**TASK DETAILS**:
Under this line are the records; write out word for word the part that begins at the line containing "Target = plastic sheeting" and ends at the line containing "Target = white tarp", and no more.

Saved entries
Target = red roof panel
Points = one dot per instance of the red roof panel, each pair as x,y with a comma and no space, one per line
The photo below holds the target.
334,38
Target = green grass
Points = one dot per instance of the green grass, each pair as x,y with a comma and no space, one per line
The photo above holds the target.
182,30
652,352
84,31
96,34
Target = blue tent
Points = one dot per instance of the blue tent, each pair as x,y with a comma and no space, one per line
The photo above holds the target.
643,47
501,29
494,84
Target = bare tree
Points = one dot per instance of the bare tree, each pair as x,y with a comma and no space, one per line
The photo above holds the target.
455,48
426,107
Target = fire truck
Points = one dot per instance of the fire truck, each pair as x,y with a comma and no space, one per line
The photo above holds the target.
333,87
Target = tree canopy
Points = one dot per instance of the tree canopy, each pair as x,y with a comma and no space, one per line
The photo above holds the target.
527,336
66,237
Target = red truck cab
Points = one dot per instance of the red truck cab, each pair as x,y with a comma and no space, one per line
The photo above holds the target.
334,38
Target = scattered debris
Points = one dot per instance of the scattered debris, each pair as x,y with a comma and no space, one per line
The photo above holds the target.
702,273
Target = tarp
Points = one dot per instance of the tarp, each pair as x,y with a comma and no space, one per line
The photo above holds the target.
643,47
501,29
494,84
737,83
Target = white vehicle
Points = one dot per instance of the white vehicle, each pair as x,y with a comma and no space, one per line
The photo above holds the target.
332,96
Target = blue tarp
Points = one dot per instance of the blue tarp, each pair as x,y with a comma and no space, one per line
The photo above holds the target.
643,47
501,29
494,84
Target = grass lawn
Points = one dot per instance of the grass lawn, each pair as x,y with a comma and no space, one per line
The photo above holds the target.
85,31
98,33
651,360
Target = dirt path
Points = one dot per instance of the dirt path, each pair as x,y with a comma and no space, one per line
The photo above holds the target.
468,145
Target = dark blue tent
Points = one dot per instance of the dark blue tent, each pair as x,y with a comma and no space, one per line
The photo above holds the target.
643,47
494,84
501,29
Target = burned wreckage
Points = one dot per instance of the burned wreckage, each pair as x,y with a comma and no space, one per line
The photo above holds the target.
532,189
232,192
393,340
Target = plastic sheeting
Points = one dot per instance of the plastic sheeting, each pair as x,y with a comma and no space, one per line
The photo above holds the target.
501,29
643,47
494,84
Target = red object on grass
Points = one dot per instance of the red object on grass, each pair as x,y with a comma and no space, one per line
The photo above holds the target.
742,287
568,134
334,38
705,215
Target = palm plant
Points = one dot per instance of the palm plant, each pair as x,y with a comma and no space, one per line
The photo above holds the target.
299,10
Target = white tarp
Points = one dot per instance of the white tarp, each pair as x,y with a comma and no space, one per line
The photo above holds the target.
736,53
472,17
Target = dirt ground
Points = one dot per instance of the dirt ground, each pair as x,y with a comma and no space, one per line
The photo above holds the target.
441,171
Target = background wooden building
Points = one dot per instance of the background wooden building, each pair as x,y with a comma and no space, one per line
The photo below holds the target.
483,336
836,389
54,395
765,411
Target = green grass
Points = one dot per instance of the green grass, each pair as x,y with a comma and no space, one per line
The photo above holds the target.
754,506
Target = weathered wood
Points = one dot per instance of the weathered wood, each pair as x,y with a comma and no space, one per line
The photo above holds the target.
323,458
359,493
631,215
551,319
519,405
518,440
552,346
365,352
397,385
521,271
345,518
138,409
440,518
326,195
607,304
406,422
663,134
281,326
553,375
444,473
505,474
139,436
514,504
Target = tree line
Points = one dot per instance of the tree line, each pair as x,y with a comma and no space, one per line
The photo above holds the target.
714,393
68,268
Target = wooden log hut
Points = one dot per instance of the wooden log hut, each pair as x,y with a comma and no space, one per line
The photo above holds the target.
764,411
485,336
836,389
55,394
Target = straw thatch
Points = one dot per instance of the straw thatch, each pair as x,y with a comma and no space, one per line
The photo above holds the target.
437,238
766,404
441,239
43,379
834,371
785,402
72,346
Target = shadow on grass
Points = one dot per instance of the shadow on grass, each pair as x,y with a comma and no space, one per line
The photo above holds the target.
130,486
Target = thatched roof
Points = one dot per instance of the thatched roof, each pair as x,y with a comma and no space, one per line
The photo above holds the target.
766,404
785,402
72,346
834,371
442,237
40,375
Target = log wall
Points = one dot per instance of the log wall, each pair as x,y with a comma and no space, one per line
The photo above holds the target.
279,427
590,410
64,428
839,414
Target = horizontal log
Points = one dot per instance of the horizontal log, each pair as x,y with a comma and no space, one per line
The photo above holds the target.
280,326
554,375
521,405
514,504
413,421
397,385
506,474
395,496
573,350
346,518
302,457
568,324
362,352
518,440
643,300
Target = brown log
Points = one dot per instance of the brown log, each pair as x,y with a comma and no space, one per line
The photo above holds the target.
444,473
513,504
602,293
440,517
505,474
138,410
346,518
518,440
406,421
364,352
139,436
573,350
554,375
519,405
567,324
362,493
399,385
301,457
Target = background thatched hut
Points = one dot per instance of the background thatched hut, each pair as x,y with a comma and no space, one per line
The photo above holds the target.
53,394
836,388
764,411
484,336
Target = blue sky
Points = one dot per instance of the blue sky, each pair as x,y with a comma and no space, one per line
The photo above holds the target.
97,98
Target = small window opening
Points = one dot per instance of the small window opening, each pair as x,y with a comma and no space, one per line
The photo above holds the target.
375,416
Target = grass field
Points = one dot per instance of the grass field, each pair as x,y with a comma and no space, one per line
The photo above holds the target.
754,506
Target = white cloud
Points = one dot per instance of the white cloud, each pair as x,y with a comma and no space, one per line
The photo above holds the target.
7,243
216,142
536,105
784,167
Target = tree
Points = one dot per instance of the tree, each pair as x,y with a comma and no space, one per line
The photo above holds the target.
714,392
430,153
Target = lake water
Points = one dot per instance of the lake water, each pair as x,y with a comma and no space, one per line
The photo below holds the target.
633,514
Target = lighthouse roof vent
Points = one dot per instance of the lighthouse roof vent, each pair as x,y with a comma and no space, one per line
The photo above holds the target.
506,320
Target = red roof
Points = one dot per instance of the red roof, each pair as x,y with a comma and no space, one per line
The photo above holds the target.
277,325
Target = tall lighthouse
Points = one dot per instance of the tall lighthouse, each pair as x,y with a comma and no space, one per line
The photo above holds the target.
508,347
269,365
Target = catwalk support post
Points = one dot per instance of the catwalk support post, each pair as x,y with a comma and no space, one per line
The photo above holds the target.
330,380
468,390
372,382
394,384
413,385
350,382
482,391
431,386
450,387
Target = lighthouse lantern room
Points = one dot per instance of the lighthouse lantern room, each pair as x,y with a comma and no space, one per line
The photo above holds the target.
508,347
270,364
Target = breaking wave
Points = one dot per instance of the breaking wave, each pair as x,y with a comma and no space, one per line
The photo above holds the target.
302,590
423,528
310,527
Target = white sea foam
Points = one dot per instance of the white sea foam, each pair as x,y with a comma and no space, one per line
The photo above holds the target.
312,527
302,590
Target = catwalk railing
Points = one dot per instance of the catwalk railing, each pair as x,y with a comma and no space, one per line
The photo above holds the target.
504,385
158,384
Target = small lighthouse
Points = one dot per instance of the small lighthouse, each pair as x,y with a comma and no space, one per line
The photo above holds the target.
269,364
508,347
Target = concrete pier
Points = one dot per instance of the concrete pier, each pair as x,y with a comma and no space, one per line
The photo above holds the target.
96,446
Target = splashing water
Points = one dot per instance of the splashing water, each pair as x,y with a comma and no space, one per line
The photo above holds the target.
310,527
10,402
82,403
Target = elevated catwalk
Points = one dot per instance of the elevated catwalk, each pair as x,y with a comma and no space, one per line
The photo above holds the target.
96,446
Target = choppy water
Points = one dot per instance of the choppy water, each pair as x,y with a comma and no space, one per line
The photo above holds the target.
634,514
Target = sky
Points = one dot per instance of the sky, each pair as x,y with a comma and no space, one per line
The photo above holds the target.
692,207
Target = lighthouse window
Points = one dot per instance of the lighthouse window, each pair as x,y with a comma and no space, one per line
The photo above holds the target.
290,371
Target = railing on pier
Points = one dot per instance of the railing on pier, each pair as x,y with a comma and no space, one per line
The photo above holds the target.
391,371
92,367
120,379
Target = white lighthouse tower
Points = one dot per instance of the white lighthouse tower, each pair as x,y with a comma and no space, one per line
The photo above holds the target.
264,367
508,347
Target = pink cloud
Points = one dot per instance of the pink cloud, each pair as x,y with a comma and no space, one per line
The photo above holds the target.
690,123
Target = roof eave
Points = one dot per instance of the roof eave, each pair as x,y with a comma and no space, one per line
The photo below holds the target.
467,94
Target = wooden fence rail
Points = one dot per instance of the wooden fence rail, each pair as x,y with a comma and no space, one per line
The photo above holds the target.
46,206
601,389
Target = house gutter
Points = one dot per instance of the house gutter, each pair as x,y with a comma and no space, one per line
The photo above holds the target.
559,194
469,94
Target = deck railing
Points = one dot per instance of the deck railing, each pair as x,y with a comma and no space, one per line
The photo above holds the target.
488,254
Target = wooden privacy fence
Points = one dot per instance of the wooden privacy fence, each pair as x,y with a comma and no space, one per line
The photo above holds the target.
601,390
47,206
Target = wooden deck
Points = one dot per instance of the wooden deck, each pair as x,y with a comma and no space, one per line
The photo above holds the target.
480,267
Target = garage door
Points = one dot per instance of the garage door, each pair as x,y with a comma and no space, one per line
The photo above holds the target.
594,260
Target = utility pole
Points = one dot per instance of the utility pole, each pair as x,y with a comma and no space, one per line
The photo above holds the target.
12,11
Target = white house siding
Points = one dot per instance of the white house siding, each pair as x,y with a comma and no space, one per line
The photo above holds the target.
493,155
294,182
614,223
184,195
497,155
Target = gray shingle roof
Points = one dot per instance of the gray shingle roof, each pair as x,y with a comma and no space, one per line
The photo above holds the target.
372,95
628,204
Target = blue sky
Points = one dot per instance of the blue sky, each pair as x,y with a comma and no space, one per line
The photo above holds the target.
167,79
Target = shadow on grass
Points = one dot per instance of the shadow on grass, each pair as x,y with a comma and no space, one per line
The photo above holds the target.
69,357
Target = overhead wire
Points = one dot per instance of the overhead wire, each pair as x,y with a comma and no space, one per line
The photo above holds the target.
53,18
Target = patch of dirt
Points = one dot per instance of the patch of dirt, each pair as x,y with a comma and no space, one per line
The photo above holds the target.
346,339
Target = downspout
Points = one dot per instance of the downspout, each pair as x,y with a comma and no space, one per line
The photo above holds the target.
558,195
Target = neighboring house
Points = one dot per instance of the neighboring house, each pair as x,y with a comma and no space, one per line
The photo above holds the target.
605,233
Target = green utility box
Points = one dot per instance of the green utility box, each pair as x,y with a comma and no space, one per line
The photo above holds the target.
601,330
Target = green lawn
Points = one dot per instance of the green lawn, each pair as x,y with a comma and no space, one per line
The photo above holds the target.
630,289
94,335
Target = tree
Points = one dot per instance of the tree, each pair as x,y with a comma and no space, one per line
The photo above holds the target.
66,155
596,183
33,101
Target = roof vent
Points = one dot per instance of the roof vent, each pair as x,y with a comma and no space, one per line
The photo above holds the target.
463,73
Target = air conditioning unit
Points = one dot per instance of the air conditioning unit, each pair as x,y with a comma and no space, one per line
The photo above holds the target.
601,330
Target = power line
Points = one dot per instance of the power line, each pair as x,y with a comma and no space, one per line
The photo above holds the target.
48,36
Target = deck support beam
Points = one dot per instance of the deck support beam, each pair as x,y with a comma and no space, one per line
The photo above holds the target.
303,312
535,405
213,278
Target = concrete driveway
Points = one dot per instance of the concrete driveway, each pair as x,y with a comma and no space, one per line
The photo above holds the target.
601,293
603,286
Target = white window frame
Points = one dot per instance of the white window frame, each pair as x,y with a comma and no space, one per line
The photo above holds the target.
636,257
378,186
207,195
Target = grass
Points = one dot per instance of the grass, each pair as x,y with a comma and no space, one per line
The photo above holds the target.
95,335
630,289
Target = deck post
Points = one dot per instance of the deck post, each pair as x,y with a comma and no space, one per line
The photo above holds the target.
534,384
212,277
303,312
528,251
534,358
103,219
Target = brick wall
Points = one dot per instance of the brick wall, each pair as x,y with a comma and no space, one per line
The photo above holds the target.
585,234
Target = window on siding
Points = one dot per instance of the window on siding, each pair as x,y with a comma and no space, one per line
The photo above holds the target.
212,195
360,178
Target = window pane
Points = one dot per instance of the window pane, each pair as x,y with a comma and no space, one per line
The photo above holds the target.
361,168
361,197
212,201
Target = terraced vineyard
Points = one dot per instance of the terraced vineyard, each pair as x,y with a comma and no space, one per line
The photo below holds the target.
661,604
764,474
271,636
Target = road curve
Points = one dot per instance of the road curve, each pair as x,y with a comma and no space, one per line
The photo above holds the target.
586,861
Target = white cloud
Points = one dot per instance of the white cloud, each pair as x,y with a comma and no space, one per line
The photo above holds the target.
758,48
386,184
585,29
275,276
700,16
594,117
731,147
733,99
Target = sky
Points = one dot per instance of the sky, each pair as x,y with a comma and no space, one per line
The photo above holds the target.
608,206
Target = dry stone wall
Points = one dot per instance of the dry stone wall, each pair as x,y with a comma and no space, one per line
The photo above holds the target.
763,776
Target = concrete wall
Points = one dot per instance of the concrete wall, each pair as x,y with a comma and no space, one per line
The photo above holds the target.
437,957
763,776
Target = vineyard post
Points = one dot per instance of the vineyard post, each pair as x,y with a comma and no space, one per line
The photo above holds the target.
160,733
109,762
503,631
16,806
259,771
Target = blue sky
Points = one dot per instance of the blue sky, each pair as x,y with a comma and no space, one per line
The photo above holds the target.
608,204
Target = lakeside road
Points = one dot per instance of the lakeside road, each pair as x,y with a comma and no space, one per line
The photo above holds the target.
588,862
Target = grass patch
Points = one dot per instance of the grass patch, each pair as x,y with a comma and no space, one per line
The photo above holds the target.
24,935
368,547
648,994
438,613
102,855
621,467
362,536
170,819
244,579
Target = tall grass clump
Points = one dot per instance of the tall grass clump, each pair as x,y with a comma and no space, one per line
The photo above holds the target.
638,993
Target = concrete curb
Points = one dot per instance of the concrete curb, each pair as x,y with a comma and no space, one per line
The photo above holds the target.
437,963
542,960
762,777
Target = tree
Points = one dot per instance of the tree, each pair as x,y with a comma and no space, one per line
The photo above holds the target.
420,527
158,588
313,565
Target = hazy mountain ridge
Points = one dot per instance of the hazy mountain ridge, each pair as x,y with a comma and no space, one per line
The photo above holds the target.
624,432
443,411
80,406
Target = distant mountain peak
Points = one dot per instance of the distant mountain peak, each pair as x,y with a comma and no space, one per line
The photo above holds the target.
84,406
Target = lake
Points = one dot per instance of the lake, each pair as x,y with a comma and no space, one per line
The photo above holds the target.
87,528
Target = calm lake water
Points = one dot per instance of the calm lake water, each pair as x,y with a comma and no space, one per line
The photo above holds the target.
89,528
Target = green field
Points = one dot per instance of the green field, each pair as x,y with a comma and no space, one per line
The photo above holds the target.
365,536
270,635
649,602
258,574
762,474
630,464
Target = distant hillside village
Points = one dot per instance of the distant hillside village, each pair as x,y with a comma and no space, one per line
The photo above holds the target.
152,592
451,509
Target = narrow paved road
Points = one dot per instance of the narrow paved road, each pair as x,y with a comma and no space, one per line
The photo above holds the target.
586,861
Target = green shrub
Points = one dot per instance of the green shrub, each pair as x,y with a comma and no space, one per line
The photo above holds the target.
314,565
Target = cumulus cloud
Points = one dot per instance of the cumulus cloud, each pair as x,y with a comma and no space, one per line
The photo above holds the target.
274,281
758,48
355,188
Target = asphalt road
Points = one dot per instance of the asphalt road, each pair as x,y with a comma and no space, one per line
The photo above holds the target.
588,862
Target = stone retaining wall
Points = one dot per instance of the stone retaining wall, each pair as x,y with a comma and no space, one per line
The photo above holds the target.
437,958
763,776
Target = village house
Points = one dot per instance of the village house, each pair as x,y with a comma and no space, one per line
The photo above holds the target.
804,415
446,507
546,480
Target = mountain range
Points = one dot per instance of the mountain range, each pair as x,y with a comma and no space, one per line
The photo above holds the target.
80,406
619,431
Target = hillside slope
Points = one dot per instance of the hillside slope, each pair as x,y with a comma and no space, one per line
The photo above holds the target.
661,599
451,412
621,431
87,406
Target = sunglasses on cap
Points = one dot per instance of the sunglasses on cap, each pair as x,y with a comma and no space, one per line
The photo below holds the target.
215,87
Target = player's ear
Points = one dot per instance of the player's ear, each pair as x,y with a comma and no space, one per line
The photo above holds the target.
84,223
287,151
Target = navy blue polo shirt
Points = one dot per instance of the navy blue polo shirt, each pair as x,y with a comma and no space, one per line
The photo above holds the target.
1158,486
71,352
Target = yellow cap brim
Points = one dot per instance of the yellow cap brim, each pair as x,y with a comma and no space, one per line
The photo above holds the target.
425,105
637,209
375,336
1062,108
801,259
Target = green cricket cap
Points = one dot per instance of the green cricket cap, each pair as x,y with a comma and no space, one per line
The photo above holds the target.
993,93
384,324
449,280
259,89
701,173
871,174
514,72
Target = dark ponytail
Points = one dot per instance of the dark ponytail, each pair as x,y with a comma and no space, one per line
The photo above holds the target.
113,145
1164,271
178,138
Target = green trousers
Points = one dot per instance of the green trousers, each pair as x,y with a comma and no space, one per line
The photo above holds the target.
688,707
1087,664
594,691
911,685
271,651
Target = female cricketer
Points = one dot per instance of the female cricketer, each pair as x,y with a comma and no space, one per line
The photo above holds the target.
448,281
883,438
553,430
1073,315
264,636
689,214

**TASK OUTPUT**:
Target = plastic sheeting
Points = one dot per instance of the plastic sheeting, each pair as x,y with a comma and no space, one per line
The photo above holds the target.
501,29
643,47
494,84
Target = red object on grass
Points = one dot per instance of the red object on grass, each pair as x,y with a comma and no space, one per line
The photo above holds the target.
742,287
568,134
334,38
705,215
Target = palm plant
Points = one dot per instance of the palm plant, each pair as x,y with a comma and no space, one per line
The photo above holds the target.
299,10
Target = white tarp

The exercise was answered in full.